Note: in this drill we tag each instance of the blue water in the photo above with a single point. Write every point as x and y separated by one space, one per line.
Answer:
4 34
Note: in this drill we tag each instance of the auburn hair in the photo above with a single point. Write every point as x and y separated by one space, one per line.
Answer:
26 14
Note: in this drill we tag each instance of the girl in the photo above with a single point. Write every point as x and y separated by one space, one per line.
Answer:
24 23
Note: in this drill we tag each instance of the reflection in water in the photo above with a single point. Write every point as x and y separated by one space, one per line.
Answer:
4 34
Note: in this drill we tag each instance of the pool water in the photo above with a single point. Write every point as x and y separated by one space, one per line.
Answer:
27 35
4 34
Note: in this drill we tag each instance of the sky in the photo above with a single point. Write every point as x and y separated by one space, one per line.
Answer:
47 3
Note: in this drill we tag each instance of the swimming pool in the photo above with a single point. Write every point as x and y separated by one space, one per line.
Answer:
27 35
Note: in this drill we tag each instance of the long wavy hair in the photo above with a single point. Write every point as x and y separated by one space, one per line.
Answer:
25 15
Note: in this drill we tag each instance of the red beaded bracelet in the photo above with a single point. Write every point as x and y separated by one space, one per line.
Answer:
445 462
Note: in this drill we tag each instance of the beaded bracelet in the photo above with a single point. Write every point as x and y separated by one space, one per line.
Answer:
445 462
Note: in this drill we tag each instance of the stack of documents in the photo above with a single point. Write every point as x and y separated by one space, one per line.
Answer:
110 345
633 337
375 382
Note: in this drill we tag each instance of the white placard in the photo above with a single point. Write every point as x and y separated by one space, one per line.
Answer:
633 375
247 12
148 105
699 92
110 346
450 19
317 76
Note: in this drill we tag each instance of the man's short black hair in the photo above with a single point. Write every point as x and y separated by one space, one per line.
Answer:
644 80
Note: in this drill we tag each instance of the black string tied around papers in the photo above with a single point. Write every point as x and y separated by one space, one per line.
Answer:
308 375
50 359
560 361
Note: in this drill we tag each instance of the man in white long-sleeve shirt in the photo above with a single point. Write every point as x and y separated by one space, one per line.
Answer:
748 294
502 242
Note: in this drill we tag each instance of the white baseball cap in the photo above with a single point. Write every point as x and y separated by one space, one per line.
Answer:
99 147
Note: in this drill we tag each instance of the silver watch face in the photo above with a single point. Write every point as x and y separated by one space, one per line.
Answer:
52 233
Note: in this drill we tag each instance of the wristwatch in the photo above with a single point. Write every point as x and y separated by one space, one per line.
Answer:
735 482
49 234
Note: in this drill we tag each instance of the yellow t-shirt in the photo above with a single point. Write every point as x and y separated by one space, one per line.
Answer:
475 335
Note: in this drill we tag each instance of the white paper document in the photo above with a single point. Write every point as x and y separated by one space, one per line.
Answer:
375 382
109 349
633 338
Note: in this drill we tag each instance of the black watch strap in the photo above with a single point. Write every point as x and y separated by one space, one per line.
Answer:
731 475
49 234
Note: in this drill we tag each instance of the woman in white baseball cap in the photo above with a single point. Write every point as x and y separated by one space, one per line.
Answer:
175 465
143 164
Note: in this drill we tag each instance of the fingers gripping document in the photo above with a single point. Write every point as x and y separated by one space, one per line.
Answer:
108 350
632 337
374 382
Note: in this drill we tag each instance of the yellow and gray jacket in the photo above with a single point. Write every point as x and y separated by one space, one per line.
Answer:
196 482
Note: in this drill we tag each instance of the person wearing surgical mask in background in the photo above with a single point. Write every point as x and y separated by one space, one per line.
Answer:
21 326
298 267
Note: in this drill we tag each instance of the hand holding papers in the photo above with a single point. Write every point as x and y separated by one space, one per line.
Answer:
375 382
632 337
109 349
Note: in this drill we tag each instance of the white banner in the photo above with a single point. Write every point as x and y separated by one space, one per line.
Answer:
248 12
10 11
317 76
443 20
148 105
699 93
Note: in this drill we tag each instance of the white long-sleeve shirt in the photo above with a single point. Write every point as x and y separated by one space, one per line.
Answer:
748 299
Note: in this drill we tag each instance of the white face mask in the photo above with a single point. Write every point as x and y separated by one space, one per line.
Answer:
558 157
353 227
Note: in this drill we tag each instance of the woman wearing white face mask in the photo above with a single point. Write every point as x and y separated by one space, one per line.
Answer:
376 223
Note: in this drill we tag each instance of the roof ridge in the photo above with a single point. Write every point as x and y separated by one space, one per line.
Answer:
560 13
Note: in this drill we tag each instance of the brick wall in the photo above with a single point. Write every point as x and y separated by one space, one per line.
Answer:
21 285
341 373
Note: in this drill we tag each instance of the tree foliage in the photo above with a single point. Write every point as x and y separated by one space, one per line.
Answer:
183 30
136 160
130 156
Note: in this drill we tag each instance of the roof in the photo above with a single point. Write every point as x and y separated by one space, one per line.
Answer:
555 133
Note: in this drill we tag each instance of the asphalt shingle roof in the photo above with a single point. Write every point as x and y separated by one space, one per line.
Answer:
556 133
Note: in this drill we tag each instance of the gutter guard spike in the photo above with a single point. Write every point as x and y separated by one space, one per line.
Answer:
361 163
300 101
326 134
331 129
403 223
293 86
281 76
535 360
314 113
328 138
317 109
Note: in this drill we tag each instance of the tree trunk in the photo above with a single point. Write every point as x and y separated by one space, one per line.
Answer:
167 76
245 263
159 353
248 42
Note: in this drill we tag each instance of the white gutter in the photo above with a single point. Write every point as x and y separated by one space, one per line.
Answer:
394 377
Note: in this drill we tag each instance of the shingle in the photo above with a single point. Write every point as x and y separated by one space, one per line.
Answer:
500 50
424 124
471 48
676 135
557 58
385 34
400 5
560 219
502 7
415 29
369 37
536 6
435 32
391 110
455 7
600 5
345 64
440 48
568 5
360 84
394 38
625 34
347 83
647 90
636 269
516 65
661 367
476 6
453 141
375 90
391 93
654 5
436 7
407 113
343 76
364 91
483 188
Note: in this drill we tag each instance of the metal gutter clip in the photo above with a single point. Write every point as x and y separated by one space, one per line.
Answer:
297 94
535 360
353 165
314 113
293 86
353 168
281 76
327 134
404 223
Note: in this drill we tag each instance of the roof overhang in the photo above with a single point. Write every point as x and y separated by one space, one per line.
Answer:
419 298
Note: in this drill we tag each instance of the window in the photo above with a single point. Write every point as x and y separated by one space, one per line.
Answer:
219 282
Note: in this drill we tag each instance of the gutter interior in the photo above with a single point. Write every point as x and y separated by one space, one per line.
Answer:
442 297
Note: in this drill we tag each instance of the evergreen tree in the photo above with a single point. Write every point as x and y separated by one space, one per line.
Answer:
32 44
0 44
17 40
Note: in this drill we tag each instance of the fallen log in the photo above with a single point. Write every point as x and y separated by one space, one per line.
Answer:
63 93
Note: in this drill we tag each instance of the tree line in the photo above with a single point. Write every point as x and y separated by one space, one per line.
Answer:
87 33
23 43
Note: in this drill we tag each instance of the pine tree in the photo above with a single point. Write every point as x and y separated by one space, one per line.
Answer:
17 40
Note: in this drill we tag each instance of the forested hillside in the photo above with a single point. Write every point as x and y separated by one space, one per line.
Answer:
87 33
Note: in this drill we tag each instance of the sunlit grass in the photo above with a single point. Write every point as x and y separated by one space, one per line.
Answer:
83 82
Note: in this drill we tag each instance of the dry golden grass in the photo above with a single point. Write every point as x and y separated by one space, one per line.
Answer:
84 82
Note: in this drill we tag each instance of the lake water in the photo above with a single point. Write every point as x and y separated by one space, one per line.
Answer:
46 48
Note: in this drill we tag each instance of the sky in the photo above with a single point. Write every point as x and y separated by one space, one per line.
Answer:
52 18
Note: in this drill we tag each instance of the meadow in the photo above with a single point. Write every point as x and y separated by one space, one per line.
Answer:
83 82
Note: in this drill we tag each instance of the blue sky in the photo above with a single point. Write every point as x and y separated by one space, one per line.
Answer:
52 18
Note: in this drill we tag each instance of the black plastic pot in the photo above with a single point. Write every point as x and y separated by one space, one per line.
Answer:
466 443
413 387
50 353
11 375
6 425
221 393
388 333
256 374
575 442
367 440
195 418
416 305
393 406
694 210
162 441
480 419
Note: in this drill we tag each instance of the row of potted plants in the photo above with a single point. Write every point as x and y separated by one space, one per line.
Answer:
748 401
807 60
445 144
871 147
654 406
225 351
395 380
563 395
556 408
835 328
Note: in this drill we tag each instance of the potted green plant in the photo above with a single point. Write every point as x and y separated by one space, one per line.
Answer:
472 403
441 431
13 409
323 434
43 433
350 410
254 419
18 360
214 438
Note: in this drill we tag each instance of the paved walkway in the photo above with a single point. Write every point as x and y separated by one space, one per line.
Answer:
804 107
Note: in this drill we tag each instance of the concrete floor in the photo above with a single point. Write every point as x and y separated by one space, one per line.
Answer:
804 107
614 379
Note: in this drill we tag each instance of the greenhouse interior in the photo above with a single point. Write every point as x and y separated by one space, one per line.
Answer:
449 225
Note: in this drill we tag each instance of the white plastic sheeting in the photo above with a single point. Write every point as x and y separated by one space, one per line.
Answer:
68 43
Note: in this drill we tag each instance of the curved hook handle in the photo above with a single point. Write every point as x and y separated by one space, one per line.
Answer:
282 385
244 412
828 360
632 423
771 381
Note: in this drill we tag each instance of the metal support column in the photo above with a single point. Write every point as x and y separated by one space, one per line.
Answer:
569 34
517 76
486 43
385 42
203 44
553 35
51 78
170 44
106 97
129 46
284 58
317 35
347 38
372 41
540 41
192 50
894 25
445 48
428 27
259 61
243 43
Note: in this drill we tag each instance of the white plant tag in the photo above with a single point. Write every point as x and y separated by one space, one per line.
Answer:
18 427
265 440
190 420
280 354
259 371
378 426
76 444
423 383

======

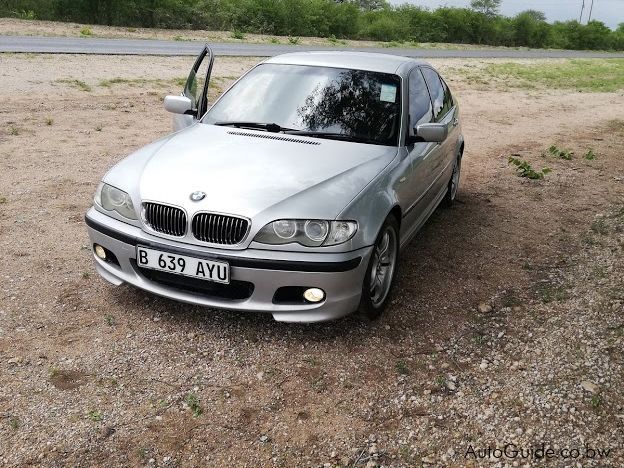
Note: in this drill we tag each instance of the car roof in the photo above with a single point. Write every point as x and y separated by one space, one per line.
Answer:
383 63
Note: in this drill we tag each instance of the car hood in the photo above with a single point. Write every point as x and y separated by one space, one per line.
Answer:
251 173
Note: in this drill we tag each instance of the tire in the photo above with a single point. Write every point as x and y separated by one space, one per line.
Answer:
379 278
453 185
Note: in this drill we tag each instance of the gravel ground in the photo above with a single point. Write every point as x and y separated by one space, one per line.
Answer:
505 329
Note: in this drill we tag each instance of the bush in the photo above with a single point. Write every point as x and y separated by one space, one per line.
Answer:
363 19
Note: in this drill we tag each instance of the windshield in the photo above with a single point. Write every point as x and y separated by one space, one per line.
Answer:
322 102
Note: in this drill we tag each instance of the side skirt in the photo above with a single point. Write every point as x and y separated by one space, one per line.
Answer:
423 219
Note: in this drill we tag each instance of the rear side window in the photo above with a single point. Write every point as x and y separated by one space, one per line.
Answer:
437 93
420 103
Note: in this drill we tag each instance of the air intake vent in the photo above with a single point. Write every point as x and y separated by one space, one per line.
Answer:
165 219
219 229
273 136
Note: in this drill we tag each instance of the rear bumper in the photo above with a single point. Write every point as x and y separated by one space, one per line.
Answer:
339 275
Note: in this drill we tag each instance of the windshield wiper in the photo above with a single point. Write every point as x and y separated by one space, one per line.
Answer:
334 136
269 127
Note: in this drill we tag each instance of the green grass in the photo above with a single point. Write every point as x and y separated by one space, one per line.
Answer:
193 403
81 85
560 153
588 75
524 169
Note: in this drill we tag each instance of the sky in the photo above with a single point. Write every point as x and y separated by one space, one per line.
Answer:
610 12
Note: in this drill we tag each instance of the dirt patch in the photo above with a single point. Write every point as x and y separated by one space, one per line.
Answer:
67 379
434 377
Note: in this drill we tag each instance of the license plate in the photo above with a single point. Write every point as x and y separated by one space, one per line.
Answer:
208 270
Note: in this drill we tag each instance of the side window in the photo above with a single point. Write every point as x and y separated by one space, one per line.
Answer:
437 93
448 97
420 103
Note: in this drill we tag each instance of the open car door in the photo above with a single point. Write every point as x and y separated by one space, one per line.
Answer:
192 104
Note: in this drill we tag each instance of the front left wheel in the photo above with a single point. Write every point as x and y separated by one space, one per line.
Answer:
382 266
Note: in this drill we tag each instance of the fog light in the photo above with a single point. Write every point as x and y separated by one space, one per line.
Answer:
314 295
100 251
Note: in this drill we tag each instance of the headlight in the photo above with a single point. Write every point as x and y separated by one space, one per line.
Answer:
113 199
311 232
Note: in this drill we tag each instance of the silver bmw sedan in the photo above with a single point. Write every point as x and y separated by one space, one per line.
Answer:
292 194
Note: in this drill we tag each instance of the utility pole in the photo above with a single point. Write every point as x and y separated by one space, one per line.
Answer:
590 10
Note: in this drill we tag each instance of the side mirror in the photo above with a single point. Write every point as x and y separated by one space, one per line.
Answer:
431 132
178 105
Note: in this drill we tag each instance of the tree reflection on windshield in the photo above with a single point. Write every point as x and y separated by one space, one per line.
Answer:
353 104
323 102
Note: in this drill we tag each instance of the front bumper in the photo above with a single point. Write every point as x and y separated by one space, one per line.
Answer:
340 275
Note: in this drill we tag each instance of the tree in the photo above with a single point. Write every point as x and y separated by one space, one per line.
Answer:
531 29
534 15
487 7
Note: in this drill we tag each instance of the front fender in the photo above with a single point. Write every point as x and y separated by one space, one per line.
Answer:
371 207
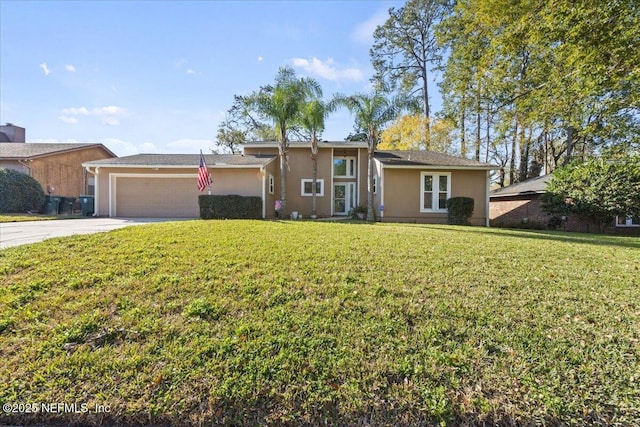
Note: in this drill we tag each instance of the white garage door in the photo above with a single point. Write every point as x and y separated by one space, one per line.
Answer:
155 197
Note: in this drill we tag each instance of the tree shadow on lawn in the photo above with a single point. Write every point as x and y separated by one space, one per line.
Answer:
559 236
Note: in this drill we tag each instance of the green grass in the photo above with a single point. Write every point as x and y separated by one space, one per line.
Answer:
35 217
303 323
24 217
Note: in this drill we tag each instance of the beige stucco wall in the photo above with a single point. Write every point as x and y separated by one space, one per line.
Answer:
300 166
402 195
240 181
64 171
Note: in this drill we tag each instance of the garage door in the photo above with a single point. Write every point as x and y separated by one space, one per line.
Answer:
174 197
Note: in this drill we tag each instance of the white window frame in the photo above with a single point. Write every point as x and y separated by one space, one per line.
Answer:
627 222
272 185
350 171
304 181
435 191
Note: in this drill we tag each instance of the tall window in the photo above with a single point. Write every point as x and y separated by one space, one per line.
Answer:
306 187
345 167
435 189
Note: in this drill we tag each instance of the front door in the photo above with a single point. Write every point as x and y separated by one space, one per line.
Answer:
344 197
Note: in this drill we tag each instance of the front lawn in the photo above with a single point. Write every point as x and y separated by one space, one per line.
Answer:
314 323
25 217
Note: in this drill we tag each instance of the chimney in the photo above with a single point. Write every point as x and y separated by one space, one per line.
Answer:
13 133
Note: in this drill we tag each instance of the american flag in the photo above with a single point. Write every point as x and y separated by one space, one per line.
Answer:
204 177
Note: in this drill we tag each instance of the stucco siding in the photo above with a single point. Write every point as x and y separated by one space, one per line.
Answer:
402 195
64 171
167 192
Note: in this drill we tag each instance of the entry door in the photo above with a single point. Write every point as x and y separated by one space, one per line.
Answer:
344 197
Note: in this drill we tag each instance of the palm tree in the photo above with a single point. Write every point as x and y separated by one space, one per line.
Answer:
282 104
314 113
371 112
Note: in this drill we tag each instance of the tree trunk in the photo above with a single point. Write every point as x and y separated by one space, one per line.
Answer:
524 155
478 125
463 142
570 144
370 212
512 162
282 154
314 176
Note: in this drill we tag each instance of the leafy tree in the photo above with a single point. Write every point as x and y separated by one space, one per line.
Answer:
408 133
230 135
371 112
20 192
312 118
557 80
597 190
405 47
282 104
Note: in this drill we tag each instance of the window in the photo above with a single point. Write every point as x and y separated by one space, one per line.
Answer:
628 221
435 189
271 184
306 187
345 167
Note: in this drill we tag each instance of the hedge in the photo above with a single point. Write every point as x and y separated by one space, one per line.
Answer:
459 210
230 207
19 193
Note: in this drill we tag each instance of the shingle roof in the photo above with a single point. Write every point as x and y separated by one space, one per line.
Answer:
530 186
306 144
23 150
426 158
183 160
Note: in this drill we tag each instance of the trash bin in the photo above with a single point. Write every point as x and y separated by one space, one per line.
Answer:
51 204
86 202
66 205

======

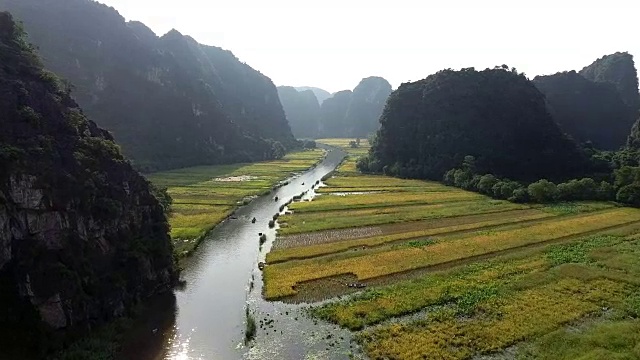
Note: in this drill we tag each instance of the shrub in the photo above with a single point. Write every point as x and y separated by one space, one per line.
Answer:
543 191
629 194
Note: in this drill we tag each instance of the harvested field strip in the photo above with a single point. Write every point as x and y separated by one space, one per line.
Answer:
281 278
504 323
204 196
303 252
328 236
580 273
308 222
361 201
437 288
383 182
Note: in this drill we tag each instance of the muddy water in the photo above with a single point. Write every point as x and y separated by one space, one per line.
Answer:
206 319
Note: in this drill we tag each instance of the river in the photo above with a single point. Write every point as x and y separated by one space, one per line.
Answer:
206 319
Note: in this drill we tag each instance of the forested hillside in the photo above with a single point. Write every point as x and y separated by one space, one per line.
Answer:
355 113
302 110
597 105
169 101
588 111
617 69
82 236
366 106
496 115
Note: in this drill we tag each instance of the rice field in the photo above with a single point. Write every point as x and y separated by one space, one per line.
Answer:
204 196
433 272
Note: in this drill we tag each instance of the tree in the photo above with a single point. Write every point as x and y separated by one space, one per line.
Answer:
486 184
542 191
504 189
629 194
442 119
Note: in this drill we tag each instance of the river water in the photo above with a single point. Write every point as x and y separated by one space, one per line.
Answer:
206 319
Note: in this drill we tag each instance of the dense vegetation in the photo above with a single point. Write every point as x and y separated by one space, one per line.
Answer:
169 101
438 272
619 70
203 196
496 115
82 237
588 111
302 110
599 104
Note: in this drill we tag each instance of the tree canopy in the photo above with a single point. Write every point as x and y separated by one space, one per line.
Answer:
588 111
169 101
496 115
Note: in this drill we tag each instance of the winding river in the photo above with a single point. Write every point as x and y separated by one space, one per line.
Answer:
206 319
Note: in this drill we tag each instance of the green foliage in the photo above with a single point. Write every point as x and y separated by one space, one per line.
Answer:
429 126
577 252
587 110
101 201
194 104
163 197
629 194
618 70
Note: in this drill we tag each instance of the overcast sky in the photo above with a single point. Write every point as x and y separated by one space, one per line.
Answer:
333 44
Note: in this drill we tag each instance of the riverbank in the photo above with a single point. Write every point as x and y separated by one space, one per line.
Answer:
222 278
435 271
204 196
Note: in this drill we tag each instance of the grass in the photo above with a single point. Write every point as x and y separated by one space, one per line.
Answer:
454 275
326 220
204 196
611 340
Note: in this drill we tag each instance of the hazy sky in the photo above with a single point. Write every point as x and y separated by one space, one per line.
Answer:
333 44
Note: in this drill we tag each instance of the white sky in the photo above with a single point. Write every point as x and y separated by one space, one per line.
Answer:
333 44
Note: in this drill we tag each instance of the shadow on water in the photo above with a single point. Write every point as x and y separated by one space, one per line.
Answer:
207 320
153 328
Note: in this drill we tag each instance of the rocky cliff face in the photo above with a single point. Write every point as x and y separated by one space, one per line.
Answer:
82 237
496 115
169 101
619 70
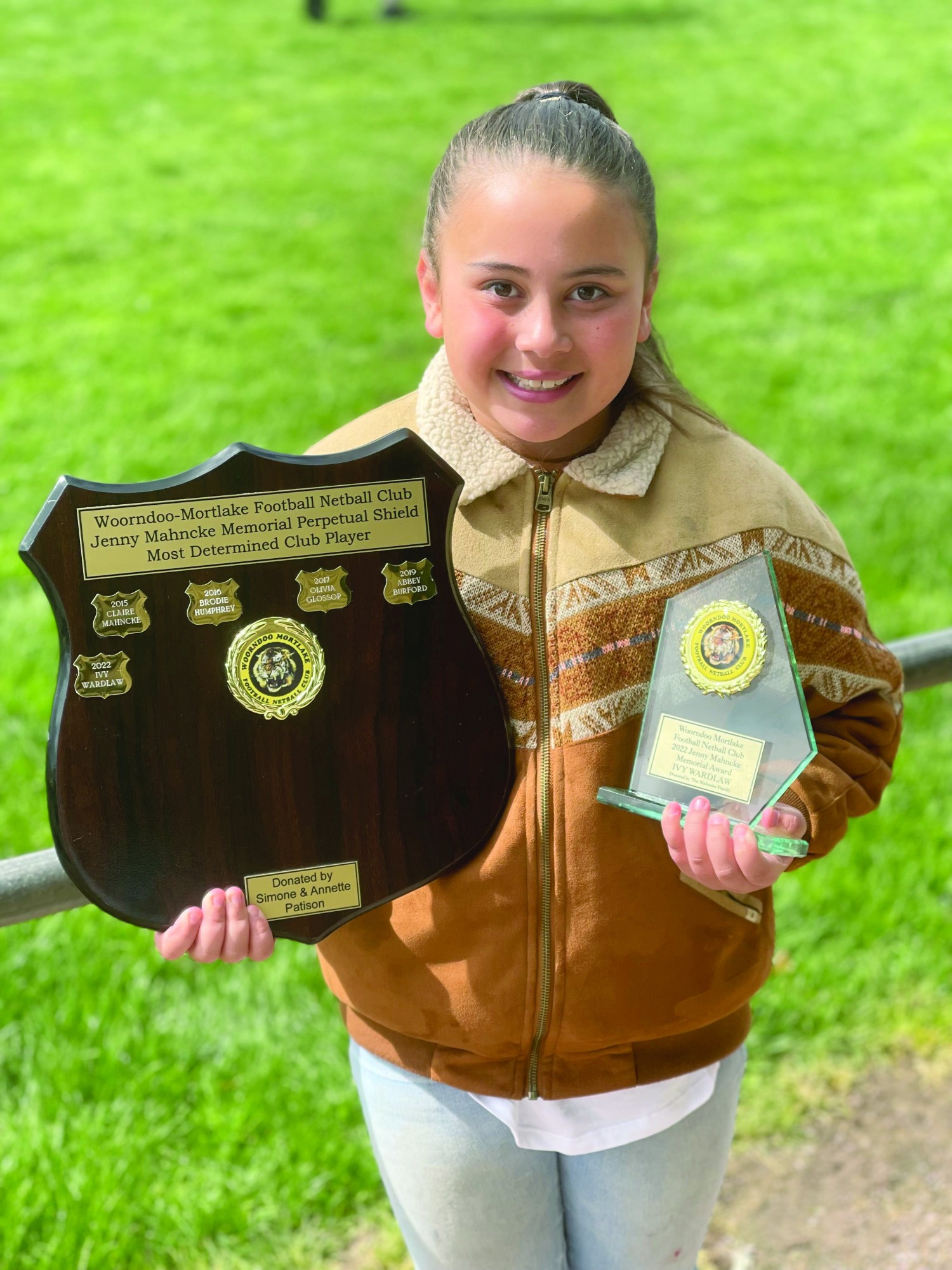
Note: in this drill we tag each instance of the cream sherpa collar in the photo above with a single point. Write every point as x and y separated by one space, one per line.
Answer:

======

REQUIREMENT:
Report every line above that contains the word "window", copying each one in full. Treat case as significant.

TASK RESPONSE:
Note: in this drill we tag each instance of the window in the photo above with a single point. Write every point as x and y separated by one space, one per line.
Note: in this drill we tag each instance of the rear side window in the photo above with a single point. Write every point as x and y separated by one space, one per line.
Note: in this drill we tag each instance of the side window in the photo above with a single point. Write every point as x and y separated by one space, one per line.
Note: in this drill we tag each instance of the white window frame in the photo above with a single point. Write every point as x and y separated by one space, one per line.
Note: in this drill we tag each instance of the tall window in the photo above with a single point. Write every point as x and y separated by one space, one per line.
Note: in this drill we tag each instance of the window in the photo above with a single point. Write every point as x and y separated by one space, one per line.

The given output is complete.